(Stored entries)
=-=-=

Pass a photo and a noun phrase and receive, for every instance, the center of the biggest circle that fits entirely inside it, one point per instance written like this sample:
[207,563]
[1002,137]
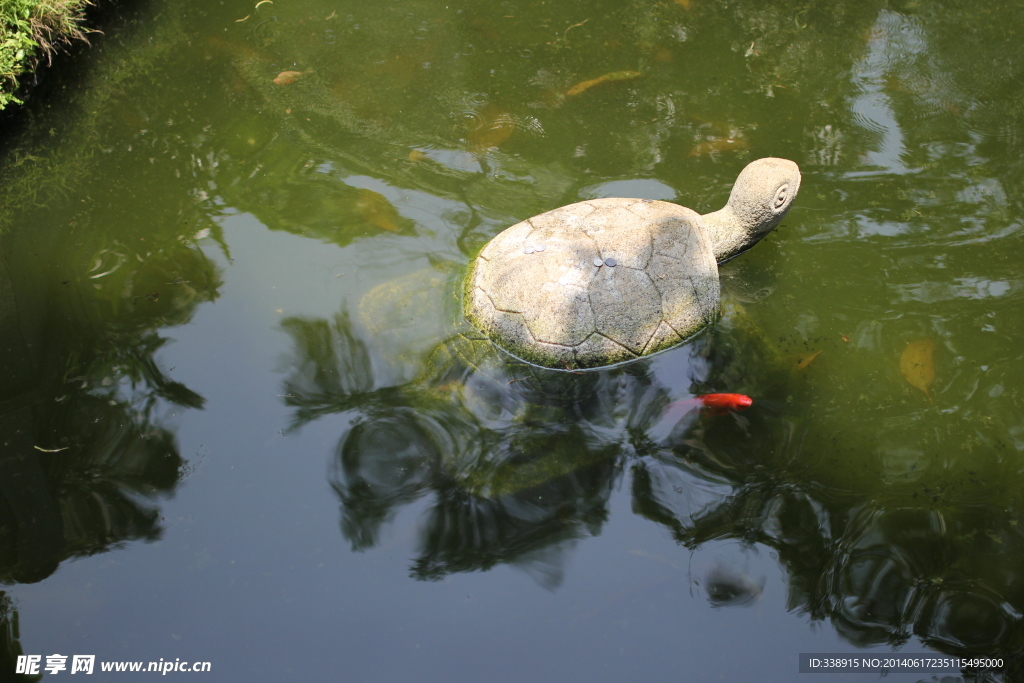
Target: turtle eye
[781,197]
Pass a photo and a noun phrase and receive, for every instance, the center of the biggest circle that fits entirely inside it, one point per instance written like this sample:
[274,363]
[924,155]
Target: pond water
[241,424]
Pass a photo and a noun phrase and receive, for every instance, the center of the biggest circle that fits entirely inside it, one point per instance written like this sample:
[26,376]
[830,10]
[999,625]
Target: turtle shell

=-=-=

## What is needed:
In your copy, please omit the pictures and print every line of the records exactly.

## Answer space:
Pass a photo and a noun phrase and receive, for every instance, the center of the biggest circle that fits entirely inside it, one point per instance written like this sample:
[207,563]
[1002,137]
Target: turtle eye
[781,197]
Pass a photo and a noun phrase and receive, for every instance, the center of the biggest circle that fits entirely inside it, one point per instance written like this sample:
[274,363]
[924,155]
Target: pond water
[241,424]
Pass a photo and a noun phrase and receive, for every instance, the center of the biggest circle that fits entirely inside it, one point per instance written like this sample:
[26,376]
[830,10]
[999,625]
Target: turtle shell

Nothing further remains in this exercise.